What this exercise asks =
(A) Answer these questions from the article on the US-China trade conflict:
(i) What levy did Washington impose on $200 billion of Chinese imports on September 24?
(ii) What was the value of goods the US imported from China in the year to the end of June?
(iii) Who founded Exante Data?
(B) Transcribe the article on the US-China trade conflict word for word, from "07 Dec 2018" to "China is intensifying.".

Excerpt =
Currencies: The phoney war?

07 Dec 2018

  Aviva | trade war | US | China

Aviva Investors: Currencies: The phoney war?

With US President Donald Trump accusing China of manipulating its exchange rate to gain the upper hand on trade, we consider the likelihood of an all-out currency war between the rival superpowers.

The trade war between the United States and China is intensifying.

On September 24, the two countries hit each other with their biggest round of tariffs yet: Washington slapped ten per cent levies on $200 billion of Chinese imports, spanning thousands of products; China retaliated immediately with new taxes of between five and ten per cent on $60 billion of US goods, including meat, chemicals, clothes and auto parts.1

The moves marked a significant escalation in the growing conflict between the world's top two economies. US President Donald Trump's tariffs now apply to over $250 billion of Chinese exports, roughly half the annual total. Having placed levies mostly on industrial goods earlier in the year, Trump’s latest tariffs include thousands of products bought by US consumers, including furniture, electronic devices and even baseball gloves.

There seems every prospect of the fight intensifying. Not only is the size of the US levy set to increase at the end of the year to 25 per cent, Trump has threatened tariffs on a further $267 billion of Chinese products.2 That would mean virtually all China's annual goods exports to the US being subject to tariffs, with the US having imported $527 billion worth of goods from China in the year to the end of June.3  China, which is running out of new US products to target in response as it imports barely a quarter of that amount – $135 billion – has failed to spell out what, if any, further steps it is considering.4

China’s options                         

Renowned foreign exchange expert Jens Nordvig, founder and chief executive of Exante Data, which provides data and analysis to the financial industry, believes an obvious option open to Beijing is to subsidise key industries to limit the damage. Indeed, he believes this has already started to happen.

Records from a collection
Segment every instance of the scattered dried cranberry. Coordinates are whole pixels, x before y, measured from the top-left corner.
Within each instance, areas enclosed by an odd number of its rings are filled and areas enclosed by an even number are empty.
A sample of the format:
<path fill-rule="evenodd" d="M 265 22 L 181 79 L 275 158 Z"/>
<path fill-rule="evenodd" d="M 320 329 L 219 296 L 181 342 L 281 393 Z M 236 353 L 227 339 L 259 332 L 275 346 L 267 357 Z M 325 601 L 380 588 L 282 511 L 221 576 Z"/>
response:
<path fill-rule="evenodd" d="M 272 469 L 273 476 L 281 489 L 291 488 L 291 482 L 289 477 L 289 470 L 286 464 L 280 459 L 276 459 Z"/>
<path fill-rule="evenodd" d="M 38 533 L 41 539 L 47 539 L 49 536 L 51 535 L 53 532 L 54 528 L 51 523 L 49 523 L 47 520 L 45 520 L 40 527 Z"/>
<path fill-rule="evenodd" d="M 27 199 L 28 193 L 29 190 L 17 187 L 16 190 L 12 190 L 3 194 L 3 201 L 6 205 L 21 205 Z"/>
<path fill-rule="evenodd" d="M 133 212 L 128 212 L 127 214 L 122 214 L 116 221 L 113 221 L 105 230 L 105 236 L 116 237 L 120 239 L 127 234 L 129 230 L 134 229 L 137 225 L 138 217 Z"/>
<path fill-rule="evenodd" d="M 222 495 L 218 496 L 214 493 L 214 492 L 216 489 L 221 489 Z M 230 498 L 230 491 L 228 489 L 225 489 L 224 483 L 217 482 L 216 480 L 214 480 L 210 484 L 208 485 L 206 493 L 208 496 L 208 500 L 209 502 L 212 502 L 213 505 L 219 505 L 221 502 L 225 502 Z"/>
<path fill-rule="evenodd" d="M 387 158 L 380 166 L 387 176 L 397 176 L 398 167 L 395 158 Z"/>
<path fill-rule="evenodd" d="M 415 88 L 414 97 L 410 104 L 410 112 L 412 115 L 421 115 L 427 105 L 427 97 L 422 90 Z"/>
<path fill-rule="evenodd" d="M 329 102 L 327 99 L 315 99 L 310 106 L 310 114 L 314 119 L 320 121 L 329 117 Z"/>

* * *

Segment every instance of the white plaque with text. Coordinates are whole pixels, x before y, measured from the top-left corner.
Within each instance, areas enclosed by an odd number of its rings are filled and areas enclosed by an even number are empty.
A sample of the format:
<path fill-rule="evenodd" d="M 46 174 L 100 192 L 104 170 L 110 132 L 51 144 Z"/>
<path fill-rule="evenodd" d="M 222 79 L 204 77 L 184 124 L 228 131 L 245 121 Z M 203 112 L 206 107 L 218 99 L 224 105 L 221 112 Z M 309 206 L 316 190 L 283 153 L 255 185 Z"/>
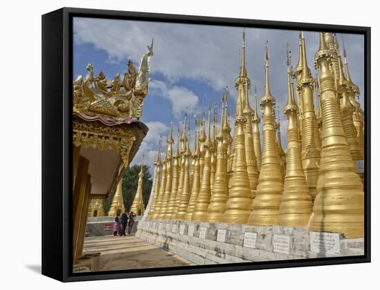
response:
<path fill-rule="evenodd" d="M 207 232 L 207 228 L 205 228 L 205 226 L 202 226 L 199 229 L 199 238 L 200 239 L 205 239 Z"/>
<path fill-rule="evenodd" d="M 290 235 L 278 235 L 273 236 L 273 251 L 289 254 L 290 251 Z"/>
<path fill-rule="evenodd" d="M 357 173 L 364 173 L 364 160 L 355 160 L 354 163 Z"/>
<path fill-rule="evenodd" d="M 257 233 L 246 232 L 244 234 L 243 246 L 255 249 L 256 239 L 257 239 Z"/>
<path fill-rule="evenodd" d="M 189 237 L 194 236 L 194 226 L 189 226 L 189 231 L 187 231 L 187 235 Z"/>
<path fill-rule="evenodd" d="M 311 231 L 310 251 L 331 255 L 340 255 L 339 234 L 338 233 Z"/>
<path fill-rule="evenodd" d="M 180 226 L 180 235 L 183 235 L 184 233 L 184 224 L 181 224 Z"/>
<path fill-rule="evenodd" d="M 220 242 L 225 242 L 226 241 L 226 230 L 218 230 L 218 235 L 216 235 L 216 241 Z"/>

Exercise results =
(A)
(i) Ten per cent
(ii) $527 billion
(iii) Jens Nordvig

(B)
07 Dec 2018

  Aviva | trade war | US | China

Aviva Investors: Currencies: The phoney war?

With US President Donald Trump accusing China of manipulating its exchange rate to gain the upper hand on trade, we consider the likelihood of an all-out currency war between the rival superpowers.

The trade war between the United States and China is intensifying.